** Problem requirements **
Turn the entries from the line containing "Provide the segmentation of every instance of the saddle seat" down to the line containing "91 38 L 103", both included, into a two-column CSV with the headers instruction and output. Make one row per entry, with its text under instruction and its answer under output, each in a single quoted field with any line breaks replaced by spaces.

═══ Input rows

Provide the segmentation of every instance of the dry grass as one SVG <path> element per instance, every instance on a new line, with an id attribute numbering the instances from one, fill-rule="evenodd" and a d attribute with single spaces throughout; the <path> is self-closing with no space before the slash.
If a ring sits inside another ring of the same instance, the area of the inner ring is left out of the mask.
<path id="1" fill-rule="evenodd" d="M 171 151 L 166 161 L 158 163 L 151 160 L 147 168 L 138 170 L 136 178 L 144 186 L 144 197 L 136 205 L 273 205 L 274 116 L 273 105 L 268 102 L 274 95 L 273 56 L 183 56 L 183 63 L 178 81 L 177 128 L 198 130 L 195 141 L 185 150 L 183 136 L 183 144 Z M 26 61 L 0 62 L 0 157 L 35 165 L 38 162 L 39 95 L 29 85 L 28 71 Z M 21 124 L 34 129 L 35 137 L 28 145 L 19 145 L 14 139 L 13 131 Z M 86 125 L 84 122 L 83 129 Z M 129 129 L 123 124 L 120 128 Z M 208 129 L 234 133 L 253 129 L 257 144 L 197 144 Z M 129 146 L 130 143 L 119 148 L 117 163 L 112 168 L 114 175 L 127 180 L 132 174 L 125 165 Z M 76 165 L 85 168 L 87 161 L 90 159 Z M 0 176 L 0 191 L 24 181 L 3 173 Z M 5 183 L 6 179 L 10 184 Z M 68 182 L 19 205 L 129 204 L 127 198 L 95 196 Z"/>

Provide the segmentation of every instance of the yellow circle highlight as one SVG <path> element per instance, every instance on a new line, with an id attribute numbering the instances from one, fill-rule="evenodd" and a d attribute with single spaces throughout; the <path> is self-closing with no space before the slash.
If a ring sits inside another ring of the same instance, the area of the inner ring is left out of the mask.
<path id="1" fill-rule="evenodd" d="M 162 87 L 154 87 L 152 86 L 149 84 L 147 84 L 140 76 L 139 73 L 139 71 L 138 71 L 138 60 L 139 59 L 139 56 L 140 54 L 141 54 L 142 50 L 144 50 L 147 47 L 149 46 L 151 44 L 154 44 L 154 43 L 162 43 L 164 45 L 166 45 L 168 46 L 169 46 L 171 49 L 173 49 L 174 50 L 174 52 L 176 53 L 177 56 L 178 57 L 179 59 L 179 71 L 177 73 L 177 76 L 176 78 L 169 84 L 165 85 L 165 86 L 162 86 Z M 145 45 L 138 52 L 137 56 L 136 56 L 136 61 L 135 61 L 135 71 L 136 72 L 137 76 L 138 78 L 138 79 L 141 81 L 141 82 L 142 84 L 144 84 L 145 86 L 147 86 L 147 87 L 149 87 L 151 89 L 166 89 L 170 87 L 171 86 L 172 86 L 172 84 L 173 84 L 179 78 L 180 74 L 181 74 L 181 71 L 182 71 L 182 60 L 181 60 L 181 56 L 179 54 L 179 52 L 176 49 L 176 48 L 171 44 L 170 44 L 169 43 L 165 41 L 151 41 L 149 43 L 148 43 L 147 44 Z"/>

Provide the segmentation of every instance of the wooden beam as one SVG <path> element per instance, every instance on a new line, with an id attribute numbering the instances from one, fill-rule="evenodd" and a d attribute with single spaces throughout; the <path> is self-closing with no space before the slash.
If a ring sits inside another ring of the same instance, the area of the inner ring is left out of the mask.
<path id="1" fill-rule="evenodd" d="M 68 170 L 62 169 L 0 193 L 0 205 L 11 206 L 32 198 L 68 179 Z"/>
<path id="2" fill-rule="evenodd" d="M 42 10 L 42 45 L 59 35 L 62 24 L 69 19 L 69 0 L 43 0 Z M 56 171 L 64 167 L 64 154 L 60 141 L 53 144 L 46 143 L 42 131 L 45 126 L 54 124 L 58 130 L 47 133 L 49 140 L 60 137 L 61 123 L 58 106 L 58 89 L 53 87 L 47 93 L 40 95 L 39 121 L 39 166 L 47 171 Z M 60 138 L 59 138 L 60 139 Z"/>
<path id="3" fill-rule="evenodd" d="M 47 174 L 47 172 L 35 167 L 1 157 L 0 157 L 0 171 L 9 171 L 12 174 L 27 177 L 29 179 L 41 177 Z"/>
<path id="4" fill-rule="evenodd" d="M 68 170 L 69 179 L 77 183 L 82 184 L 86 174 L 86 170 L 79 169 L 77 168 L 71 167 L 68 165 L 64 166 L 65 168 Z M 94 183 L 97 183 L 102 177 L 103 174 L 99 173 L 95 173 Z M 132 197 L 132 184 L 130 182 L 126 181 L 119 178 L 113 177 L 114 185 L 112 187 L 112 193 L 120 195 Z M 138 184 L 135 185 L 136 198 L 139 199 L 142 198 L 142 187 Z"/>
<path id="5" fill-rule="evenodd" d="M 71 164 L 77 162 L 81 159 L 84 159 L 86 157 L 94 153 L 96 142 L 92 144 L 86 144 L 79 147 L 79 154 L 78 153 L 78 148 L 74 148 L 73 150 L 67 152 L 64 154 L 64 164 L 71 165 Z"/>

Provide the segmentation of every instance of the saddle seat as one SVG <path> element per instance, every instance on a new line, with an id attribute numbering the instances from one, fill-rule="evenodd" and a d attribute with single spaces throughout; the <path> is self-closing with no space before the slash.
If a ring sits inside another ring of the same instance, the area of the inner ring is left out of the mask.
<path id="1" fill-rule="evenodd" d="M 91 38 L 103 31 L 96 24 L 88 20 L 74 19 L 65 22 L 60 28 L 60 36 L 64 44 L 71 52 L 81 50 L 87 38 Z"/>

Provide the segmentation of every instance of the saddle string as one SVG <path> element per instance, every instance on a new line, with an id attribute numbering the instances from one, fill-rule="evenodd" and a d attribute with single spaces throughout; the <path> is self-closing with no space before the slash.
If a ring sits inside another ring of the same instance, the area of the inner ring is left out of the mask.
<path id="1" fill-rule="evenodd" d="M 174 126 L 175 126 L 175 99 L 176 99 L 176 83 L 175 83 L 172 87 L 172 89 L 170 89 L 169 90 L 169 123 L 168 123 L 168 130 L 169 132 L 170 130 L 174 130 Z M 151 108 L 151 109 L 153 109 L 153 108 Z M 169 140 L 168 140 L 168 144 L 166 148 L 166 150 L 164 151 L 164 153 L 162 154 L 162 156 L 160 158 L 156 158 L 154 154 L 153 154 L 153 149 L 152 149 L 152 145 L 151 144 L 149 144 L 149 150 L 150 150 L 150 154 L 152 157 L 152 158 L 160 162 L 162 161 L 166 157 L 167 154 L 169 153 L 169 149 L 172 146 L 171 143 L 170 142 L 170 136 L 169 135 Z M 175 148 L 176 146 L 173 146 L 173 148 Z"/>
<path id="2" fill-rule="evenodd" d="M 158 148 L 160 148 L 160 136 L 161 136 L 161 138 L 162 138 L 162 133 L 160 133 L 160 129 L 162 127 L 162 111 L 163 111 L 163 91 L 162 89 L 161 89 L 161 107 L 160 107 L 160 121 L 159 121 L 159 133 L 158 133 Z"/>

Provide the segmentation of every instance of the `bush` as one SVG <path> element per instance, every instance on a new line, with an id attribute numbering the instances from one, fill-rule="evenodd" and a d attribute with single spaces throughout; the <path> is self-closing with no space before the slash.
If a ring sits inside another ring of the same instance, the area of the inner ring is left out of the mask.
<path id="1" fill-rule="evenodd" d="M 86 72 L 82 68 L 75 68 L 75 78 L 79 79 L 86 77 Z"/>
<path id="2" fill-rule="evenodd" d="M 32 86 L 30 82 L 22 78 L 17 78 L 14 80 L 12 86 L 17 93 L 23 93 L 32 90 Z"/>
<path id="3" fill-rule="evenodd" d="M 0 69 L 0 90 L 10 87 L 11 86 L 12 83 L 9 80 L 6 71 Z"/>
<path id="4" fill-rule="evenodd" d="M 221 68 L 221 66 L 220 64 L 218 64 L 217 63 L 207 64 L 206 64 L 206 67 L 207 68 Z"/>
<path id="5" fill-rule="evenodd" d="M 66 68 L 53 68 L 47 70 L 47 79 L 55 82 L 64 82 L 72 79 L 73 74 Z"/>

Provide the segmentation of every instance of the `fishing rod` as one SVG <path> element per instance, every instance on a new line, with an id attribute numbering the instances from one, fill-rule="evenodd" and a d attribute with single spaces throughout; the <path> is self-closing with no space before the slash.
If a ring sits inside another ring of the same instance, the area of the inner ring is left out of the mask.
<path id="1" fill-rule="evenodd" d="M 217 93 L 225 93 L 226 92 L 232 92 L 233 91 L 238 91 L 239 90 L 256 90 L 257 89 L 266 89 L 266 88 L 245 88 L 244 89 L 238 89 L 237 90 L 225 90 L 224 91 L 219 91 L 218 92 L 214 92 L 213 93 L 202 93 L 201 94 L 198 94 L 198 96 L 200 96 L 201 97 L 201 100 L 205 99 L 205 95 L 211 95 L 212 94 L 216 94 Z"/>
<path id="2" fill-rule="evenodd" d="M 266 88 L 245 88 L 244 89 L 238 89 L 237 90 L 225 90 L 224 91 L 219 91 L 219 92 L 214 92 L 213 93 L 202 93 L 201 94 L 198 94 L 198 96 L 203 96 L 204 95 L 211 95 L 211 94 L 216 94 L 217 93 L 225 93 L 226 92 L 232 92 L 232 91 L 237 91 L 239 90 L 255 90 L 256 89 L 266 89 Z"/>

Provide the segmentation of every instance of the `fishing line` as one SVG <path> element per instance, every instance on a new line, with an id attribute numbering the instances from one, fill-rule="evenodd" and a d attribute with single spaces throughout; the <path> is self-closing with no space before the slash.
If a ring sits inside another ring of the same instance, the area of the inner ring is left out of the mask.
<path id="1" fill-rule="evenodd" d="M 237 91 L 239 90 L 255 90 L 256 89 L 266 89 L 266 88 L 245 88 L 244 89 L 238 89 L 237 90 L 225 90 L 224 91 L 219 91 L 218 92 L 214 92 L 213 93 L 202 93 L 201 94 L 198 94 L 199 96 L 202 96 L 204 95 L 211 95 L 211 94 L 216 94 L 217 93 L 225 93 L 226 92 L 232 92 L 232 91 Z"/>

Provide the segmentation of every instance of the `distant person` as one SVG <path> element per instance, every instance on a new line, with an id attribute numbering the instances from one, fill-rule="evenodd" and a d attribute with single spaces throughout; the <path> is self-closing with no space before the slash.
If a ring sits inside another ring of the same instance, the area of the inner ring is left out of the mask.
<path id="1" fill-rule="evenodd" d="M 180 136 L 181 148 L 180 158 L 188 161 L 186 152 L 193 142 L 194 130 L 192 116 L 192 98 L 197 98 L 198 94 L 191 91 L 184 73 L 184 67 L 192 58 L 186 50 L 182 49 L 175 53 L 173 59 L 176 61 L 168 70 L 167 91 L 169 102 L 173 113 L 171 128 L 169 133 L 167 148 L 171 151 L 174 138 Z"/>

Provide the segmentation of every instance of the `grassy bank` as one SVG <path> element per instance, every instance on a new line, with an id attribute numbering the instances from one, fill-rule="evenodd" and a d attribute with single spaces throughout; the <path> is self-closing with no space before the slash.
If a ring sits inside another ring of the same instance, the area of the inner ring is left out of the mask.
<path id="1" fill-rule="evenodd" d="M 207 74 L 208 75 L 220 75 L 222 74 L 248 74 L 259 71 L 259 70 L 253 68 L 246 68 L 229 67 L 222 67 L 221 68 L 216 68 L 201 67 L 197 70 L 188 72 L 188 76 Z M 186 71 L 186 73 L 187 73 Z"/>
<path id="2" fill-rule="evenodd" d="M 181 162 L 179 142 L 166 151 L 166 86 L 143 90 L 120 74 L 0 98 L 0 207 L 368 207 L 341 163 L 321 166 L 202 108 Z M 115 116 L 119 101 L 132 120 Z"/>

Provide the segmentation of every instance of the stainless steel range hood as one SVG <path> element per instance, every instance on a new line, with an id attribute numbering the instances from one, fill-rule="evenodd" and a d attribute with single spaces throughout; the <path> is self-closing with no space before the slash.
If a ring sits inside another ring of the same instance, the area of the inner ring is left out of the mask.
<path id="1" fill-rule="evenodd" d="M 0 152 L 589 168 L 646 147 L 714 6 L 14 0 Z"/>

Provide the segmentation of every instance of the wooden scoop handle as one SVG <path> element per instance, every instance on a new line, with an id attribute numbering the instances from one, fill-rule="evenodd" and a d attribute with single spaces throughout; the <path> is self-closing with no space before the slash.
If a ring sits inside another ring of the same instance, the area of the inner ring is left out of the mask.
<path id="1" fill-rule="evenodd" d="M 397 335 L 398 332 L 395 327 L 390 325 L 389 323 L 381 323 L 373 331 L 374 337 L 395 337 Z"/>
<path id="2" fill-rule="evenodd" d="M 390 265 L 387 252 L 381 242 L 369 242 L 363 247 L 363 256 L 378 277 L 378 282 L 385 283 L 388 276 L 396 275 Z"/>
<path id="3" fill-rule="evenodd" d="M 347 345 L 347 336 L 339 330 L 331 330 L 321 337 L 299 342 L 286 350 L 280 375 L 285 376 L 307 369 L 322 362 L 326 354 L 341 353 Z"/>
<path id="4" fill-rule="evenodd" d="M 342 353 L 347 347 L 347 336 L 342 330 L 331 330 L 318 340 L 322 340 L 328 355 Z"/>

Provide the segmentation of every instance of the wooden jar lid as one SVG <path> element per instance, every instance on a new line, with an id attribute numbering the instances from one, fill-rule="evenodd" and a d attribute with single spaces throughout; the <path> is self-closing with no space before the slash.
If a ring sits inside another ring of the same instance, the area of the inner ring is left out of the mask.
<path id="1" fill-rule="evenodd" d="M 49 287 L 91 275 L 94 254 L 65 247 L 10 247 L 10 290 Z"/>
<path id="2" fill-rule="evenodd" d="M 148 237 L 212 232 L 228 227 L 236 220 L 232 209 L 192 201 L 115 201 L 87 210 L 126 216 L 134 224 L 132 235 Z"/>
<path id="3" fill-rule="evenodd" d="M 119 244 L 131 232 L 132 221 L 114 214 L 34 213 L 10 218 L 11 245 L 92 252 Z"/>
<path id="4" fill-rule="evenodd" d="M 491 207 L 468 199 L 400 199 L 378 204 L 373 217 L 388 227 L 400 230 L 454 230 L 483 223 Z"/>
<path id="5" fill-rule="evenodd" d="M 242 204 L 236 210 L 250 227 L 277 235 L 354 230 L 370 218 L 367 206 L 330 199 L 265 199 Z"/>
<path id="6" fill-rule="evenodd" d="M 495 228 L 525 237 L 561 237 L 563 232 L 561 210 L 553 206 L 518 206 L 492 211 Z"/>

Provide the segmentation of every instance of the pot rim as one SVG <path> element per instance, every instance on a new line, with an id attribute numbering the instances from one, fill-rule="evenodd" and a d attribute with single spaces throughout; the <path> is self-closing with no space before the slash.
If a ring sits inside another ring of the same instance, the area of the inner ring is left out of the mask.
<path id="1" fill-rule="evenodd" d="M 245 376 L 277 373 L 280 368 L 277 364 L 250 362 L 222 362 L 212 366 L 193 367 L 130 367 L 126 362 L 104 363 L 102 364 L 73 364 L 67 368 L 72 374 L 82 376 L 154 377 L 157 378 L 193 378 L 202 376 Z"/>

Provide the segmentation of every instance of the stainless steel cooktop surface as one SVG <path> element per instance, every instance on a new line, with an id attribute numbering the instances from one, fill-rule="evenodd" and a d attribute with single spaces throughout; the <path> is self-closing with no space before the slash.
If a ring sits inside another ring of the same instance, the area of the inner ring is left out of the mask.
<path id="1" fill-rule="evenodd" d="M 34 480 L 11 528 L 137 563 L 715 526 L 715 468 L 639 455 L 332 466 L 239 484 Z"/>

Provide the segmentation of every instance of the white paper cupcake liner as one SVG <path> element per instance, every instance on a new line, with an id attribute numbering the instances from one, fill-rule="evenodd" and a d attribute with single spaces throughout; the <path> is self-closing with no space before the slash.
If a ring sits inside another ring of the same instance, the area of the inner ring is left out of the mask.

══════

** Written answer **
instruction,output
"Provide the segmentation of every instance of the saddle seat as one SVG <path> element per instance, every instance on a new line, with an id attribute numbering the instances from one, fill-rule=""evenodd"" and a d attribute with single spaces throughout; the <path> is self-closing with no space before the slash. If a ring sits inside another ring of the same instance, the area of the inner ring is left out of the mask.","<path id=""1"" fill-rule=""evenodd"" d=""M 91 38 L 103 31 L 96 24 L 88 20 L 74 19 L 65 22 L 60 28 L 60 36 L 64 44 L 71 52 L 81 50 L 87 38 Z""/>"